• _Exercise task_:
Return every line of the data below that contains the string "sunglasses", copying each one in full.

• _Material for this task_:
========

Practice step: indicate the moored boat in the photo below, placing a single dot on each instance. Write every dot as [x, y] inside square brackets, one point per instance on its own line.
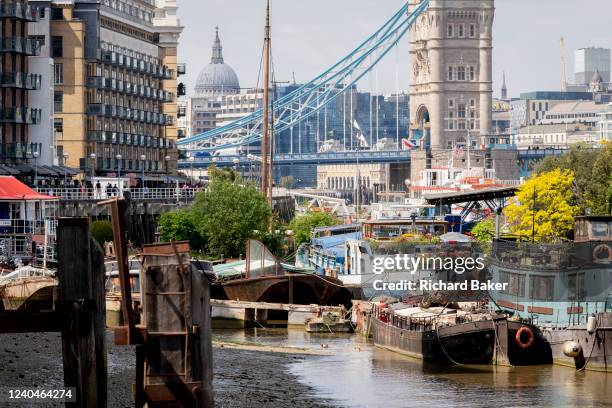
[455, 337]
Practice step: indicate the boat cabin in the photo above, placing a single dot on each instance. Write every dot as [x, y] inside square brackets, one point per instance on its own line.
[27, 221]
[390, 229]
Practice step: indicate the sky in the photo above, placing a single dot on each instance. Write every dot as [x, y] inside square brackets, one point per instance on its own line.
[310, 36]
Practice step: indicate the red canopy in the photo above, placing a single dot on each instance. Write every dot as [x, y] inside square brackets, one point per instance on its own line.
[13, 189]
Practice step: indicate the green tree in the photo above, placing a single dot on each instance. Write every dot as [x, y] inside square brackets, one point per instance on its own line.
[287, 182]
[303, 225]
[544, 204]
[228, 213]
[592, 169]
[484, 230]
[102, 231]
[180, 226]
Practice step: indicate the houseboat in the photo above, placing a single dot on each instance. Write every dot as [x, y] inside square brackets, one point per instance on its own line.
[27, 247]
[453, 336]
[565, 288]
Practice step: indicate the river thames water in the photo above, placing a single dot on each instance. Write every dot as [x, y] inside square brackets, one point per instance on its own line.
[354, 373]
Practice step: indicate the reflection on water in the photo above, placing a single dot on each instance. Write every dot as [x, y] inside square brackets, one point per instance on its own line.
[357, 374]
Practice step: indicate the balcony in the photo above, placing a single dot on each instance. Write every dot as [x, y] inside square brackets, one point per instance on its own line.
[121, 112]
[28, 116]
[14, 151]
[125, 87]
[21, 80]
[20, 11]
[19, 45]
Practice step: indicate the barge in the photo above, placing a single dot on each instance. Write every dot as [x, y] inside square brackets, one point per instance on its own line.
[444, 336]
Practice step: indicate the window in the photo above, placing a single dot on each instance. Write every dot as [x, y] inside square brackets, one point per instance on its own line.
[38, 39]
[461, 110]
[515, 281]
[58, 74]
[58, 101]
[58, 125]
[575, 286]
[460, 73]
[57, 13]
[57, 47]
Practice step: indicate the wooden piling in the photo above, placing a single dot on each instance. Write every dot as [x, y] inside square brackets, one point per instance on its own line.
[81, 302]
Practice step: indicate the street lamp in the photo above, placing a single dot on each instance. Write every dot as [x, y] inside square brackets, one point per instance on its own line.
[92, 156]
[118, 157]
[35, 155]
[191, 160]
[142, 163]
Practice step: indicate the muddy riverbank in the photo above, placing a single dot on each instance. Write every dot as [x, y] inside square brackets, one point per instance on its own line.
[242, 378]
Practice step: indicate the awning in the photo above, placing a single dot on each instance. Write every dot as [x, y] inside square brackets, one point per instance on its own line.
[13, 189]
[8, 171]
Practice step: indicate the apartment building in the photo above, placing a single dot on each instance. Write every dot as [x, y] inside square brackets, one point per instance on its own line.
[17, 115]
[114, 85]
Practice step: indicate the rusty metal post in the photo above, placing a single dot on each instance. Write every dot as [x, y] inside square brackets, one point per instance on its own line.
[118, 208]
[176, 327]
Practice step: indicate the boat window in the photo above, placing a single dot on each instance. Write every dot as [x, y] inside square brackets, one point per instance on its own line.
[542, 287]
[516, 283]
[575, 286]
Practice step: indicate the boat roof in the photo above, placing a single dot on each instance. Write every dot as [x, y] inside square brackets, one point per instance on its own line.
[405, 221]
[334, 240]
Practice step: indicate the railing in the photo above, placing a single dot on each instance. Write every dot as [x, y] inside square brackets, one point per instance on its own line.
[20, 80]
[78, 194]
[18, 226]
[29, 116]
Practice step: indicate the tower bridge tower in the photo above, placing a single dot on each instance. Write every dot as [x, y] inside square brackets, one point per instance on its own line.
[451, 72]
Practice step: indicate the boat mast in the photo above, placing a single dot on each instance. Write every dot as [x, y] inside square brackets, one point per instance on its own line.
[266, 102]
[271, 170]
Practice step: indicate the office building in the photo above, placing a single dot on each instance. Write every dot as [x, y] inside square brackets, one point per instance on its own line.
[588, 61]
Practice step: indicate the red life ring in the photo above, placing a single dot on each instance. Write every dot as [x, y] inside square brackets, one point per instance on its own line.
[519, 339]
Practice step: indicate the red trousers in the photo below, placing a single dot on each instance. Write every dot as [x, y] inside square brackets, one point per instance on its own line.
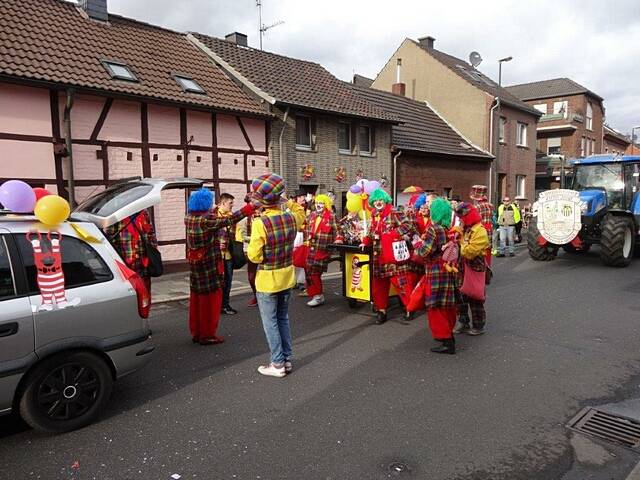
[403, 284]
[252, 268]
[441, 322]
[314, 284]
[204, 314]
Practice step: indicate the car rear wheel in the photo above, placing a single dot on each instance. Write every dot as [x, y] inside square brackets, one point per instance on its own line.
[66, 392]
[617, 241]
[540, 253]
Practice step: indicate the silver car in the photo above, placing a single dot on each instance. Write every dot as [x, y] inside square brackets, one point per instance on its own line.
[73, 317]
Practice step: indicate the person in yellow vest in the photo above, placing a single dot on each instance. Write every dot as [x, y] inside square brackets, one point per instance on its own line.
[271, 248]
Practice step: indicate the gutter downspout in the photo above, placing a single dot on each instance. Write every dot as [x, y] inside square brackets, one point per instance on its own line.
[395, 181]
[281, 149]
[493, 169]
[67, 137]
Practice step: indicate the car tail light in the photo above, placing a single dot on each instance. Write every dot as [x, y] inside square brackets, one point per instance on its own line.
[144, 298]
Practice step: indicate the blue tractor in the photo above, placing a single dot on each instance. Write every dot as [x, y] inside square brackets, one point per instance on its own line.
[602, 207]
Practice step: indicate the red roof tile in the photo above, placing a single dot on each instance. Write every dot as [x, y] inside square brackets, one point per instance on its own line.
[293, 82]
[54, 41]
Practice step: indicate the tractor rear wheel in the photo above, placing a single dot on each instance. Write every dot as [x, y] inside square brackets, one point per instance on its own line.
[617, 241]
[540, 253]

========

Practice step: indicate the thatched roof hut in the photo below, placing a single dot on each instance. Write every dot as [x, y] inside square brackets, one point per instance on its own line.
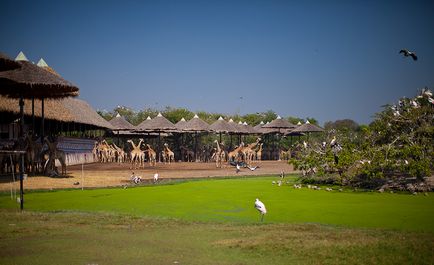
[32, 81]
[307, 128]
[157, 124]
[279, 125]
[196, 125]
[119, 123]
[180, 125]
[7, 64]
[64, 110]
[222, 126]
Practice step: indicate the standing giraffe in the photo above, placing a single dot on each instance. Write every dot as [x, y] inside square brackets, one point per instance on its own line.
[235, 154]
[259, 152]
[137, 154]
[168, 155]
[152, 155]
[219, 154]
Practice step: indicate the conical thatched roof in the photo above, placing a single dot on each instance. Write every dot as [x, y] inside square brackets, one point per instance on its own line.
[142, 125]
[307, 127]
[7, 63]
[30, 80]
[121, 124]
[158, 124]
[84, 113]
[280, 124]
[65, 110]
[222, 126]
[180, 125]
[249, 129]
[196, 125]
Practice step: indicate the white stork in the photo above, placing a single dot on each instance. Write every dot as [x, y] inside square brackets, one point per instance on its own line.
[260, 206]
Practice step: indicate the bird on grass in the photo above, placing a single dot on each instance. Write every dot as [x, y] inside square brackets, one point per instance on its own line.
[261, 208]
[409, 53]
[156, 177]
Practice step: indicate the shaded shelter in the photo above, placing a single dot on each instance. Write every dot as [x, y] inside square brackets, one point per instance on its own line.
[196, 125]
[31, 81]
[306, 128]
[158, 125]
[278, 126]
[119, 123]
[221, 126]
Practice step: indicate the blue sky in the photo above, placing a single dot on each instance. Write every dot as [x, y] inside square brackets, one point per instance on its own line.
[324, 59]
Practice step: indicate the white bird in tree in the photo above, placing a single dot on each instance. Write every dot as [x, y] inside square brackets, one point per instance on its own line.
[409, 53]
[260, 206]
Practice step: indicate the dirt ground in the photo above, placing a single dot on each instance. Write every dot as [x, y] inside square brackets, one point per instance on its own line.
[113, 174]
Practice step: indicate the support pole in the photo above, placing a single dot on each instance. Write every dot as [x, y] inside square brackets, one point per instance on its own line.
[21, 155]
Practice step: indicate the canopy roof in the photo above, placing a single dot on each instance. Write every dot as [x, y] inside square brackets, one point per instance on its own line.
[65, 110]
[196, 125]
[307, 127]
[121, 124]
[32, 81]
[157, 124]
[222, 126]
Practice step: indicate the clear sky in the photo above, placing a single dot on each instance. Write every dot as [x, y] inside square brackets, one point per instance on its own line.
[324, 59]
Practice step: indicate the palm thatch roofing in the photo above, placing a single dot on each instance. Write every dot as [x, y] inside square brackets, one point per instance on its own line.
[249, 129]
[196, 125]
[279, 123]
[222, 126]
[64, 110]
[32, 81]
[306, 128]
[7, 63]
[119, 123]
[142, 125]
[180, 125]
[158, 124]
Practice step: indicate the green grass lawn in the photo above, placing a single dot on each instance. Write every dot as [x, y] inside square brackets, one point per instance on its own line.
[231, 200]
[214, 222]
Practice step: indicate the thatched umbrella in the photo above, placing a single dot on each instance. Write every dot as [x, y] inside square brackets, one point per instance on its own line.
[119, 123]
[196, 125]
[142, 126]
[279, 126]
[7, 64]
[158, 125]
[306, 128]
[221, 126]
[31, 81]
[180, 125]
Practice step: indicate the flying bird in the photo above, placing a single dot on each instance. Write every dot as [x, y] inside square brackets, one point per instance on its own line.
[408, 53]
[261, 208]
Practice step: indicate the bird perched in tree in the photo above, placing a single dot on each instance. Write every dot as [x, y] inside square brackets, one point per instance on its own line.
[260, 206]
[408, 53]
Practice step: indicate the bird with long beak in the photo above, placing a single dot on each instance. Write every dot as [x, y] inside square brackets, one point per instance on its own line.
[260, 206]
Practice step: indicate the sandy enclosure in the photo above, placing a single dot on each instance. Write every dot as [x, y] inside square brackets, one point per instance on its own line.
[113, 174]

========

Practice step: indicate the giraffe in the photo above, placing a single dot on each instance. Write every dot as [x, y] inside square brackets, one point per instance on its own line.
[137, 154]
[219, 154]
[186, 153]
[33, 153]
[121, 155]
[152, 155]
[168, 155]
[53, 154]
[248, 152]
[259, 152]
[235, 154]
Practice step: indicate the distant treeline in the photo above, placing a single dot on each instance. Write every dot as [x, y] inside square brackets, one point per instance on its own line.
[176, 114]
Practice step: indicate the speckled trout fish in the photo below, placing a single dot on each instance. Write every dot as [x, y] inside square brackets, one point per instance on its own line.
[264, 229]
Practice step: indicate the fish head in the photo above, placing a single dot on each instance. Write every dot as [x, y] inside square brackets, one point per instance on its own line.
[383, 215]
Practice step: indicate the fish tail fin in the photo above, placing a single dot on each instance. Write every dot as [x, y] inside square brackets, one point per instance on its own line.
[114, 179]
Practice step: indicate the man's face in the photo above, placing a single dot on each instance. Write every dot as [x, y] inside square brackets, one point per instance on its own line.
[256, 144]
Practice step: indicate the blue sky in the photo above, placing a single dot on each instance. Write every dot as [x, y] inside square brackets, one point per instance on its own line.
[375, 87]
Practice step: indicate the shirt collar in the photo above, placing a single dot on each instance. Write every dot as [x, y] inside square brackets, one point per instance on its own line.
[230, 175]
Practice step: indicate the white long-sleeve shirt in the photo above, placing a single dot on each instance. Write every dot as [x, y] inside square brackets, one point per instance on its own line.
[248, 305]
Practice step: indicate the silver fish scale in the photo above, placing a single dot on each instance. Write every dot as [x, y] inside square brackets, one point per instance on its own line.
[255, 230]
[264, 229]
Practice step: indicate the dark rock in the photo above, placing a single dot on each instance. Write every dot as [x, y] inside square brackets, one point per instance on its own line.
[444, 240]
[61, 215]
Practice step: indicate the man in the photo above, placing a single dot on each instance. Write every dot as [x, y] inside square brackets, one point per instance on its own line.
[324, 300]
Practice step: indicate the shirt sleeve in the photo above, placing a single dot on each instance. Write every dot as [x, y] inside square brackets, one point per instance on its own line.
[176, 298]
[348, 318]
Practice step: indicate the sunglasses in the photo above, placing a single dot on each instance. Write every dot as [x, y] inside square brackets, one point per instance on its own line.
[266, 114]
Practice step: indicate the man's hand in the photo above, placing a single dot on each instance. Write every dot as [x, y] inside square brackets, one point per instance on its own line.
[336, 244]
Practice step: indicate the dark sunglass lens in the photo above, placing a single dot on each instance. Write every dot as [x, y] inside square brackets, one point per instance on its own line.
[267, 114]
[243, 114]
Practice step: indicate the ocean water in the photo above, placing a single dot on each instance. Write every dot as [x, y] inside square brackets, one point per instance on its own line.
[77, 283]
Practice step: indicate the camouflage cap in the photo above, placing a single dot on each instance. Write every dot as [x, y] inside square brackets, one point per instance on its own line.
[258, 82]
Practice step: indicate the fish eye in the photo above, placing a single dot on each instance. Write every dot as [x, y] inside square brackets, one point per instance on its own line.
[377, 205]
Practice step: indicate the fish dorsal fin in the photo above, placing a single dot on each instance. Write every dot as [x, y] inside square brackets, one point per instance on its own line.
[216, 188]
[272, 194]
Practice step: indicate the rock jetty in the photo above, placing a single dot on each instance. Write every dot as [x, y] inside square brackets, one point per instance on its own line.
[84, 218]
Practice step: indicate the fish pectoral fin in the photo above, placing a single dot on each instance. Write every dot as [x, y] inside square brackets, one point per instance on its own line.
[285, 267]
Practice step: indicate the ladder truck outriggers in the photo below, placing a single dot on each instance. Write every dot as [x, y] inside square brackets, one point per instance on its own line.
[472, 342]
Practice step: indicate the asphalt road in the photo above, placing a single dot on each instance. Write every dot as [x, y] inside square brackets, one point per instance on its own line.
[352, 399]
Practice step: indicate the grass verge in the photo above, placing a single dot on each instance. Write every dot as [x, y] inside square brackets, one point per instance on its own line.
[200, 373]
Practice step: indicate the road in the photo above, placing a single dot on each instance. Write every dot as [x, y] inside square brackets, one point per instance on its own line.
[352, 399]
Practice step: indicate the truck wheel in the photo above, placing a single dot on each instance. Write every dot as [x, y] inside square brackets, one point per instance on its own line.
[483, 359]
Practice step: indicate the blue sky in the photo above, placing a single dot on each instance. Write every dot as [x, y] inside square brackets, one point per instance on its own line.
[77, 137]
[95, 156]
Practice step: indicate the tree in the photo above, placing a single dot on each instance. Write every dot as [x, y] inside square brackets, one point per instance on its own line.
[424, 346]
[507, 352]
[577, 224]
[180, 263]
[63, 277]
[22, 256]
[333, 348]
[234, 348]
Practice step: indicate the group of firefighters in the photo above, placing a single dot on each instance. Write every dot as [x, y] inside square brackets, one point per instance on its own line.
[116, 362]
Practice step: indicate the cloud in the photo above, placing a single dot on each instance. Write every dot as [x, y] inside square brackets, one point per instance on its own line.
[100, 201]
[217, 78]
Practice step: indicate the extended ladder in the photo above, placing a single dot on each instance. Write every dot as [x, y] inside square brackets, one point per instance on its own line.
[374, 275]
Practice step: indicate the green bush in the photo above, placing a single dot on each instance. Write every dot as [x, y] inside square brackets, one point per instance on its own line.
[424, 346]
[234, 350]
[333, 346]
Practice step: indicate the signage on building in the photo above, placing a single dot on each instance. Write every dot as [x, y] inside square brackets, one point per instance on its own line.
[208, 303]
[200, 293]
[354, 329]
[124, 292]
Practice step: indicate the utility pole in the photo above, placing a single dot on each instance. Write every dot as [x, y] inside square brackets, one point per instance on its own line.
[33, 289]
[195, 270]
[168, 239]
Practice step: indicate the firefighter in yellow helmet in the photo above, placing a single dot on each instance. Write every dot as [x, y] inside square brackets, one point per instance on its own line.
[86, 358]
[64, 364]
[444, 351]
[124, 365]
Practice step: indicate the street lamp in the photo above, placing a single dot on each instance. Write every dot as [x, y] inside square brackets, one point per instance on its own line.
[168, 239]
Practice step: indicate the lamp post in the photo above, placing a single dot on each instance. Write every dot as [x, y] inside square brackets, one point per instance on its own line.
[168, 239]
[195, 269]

========

• _Response to this exercise_:
Practice step: indicate the sunglasses in the photo above, placing a single dot on each instance. Write every dot as [x, y] inside square brackets, one point per instance on its own line.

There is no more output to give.